**Aim of the exercise:**
Identify every line in the entries below that contains the word "fence", and copy each one out. Matching is case-sensitive.

[Point annotation entries]

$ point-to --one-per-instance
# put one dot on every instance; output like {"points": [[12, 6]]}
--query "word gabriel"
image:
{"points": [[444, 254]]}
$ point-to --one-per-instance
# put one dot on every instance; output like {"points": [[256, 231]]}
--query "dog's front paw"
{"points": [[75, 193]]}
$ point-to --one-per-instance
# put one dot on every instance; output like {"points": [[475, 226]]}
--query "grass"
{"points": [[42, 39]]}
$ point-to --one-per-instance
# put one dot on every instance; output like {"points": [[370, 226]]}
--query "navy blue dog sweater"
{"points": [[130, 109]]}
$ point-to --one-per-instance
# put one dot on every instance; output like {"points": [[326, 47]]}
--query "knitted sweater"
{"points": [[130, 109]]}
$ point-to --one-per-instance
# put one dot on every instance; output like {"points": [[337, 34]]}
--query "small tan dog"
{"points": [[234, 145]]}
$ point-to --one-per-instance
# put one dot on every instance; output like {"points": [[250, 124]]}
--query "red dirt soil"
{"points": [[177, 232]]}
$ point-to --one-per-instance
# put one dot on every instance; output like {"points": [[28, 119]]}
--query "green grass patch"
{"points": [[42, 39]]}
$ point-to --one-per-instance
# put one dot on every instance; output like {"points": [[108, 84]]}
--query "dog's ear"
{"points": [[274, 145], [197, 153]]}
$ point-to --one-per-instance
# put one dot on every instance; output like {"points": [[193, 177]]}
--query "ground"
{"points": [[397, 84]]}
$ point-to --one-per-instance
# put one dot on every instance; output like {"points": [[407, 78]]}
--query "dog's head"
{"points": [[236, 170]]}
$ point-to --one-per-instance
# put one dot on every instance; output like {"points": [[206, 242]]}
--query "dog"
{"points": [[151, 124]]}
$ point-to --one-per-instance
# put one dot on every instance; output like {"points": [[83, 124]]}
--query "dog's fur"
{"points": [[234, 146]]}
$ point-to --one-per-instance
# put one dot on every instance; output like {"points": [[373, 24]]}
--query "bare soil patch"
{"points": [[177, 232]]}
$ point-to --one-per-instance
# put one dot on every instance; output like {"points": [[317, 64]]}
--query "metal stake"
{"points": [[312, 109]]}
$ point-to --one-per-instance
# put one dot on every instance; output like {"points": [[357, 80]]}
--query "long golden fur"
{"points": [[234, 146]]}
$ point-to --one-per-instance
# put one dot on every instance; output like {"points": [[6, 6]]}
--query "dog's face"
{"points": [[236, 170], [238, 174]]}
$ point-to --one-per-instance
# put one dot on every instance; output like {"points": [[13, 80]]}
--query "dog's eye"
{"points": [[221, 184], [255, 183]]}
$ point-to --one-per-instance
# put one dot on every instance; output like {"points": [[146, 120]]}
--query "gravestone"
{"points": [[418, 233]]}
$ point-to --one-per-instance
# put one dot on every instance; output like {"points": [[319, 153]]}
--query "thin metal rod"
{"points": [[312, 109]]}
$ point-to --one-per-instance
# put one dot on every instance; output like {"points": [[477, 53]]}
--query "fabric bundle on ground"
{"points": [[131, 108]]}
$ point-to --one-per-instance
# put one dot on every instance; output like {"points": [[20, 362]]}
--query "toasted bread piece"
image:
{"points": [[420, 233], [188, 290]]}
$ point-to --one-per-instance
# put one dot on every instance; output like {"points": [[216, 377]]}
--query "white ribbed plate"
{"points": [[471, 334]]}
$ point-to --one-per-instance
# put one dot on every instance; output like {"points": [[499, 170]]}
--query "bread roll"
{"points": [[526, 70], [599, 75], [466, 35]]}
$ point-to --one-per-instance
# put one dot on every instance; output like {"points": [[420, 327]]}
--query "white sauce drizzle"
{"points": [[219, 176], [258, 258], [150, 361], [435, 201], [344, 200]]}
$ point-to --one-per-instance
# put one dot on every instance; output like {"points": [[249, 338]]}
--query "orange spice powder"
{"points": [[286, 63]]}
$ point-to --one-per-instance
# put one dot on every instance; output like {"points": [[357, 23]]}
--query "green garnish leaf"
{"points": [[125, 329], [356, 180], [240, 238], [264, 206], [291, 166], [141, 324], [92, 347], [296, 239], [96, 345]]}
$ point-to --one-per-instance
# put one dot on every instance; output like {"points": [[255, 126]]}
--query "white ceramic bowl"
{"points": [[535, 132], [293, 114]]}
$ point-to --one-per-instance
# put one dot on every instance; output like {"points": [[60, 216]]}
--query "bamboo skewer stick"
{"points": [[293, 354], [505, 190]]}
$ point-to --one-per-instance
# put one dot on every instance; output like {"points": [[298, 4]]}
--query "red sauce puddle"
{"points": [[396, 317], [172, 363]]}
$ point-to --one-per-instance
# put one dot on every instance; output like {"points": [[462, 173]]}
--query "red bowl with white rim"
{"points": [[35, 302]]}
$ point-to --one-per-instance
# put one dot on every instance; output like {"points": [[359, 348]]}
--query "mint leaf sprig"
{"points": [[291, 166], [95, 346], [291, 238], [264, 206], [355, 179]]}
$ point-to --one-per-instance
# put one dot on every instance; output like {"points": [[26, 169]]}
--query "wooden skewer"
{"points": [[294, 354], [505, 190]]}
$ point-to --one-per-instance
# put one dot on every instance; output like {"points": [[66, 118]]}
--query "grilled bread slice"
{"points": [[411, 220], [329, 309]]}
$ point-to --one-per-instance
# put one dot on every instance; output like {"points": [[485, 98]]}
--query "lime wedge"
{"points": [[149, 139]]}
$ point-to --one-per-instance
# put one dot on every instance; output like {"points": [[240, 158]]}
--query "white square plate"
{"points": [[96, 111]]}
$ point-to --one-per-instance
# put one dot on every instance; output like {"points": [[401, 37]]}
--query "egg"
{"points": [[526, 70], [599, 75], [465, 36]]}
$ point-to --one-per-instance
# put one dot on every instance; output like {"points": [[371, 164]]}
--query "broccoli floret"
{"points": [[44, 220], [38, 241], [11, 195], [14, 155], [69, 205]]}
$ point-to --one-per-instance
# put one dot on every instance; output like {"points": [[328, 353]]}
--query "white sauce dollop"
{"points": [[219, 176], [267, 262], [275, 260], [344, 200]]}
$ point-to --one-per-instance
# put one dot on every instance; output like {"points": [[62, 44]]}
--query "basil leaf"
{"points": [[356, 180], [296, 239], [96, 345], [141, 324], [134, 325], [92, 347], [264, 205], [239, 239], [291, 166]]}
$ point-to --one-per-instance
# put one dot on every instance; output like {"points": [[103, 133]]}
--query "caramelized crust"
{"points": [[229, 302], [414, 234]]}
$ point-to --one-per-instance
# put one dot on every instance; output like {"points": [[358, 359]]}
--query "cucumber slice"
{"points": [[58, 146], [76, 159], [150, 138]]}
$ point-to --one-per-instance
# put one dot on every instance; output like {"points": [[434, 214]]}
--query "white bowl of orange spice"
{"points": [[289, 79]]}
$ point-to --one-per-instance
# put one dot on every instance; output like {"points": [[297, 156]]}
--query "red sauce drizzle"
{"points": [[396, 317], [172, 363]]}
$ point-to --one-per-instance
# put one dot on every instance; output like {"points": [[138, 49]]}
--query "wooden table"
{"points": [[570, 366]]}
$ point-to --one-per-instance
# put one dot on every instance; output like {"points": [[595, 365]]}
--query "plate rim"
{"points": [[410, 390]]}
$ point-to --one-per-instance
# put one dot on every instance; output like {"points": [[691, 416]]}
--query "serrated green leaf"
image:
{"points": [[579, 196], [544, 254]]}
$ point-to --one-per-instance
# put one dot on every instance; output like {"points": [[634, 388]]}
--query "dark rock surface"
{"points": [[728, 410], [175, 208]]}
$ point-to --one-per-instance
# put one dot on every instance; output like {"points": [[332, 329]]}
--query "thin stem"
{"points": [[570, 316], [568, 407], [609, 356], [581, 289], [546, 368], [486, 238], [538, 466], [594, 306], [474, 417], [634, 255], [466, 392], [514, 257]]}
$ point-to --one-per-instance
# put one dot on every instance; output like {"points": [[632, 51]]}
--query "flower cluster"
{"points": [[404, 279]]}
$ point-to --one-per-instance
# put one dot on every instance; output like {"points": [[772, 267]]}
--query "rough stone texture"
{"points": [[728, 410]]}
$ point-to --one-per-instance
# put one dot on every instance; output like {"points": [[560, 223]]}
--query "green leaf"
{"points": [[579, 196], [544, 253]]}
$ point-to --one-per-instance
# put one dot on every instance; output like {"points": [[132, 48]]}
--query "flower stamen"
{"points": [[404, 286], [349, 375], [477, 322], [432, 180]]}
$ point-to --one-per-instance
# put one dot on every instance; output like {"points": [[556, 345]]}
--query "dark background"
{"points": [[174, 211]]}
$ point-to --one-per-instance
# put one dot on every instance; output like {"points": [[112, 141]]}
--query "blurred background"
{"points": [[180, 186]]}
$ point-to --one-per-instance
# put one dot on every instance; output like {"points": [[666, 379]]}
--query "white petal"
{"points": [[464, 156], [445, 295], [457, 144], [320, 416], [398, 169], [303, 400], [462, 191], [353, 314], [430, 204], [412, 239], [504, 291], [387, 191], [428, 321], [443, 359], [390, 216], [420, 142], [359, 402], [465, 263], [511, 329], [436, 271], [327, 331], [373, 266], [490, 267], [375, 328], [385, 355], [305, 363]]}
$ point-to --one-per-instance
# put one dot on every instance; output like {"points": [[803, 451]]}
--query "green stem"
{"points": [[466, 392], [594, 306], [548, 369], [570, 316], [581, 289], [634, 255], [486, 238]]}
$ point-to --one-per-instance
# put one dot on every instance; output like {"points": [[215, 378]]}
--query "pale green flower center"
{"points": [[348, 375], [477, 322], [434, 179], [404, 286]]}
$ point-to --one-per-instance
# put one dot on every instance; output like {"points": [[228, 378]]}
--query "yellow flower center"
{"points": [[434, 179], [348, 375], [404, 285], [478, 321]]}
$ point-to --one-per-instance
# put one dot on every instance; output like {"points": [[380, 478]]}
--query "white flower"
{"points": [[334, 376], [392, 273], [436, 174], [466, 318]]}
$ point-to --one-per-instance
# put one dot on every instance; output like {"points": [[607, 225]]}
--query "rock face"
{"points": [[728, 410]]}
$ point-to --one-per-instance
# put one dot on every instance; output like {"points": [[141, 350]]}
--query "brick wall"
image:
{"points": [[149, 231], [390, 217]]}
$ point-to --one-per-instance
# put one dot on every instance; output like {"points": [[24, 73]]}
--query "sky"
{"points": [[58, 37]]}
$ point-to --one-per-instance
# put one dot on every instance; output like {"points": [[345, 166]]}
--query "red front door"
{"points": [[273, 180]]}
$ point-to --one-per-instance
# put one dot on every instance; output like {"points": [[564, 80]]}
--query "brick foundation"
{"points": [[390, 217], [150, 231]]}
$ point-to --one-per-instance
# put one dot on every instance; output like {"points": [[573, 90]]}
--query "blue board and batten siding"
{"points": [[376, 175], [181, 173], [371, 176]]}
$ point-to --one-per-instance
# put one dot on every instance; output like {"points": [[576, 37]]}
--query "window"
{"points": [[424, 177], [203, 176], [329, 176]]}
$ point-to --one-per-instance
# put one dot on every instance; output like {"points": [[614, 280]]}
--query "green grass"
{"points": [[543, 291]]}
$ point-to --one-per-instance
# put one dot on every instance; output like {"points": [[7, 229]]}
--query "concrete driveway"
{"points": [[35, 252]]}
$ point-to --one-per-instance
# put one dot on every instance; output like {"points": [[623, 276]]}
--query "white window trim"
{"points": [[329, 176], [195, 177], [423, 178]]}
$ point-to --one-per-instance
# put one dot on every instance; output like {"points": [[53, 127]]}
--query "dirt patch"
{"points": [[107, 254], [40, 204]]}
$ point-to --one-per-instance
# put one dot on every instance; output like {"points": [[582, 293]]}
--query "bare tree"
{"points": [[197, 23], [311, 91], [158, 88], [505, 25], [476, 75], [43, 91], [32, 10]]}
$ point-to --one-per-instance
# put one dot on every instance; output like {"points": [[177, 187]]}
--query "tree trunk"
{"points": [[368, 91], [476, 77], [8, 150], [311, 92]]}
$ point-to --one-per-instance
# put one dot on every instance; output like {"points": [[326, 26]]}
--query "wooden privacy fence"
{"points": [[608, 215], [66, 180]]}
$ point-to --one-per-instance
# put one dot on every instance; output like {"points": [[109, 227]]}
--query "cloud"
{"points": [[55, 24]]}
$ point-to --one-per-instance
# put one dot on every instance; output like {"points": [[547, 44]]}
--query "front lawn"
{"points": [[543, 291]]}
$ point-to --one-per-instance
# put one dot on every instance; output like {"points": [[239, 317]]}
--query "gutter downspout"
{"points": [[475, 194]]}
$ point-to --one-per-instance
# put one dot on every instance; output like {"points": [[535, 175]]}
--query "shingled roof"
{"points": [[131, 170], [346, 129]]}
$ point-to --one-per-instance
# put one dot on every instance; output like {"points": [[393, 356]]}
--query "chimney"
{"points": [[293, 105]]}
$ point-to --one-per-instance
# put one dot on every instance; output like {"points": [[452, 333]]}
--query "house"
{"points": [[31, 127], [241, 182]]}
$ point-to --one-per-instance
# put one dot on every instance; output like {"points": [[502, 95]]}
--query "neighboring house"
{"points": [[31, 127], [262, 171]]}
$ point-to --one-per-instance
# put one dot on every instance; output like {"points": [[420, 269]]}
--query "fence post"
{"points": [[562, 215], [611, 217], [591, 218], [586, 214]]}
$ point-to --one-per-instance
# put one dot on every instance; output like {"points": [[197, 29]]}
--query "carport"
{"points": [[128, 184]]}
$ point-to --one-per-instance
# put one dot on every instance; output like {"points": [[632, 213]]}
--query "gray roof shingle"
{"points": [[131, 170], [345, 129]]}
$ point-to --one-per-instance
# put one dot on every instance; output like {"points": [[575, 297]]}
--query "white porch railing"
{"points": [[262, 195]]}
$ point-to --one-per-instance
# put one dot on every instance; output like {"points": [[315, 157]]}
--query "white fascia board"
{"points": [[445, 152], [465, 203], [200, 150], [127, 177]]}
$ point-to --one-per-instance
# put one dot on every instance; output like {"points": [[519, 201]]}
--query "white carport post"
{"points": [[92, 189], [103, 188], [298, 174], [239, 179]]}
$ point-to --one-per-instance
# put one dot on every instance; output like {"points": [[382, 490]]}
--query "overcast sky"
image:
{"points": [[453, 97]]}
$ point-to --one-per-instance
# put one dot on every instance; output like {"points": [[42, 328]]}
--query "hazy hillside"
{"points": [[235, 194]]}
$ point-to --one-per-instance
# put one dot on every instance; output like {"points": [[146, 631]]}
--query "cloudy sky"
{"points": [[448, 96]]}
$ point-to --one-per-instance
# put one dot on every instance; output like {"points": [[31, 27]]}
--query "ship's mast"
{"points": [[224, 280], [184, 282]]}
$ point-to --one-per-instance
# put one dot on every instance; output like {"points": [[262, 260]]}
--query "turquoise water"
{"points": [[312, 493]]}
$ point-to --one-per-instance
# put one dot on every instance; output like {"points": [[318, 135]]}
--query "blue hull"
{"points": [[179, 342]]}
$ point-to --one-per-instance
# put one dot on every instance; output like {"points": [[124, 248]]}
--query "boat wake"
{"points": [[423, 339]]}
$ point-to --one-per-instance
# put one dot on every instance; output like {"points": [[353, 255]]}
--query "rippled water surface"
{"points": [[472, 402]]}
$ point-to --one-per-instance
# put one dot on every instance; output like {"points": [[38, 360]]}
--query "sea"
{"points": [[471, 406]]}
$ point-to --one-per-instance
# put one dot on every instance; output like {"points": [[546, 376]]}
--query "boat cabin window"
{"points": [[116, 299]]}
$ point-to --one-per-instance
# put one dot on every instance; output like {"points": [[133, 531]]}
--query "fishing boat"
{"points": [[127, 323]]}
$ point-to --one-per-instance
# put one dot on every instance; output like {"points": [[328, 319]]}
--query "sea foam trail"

**Task output:**
--query "wooden privacy fence"
--query "fence post"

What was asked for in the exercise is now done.